- Task objective -
Copy every line of the entries that has the string "road" in it.

Free-text object descriptions
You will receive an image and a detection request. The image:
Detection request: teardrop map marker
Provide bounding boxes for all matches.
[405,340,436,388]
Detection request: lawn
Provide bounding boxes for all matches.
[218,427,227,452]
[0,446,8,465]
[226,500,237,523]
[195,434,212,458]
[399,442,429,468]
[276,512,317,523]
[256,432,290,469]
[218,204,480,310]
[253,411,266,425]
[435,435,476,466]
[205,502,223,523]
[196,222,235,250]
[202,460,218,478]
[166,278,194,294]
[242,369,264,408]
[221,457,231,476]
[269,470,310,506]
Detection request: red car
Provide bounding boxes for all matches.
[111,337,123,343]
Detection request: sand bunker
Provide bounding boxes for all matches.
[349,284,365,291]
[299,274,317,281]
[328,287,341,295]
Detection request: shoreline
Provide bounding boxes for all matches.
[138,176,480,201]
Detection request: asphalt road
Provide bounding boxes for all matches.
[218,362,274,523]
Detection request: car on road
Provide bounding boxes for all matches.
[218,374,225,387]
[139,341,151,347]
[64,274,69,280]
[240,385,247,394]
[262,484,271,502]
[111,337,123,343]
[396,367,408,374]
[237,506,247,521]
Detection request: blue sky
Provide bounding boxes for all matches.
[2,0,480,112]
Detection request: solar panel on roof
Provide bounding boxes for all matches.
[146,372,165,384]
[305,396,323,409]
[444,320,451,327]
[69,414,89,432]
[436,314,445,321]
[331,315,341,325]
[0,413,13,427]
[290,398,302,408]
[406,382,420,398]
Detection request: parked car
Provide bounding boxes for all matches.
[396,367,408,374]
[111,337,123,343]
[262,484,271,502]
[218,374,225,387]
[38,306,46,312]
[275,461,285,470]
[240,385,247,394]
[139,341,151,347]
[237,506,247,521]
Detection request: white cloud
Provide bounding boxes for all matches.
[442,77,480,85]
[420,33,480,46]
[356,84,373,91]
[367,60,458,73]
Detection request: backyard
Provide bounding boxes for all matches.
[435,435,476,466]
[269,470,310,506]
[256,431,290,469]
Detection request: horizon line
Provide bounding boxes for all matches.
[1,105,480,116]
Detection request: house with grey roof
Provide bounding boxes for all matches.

- Output for this exercise -
Detection request: asphalt road
Detection request: car on road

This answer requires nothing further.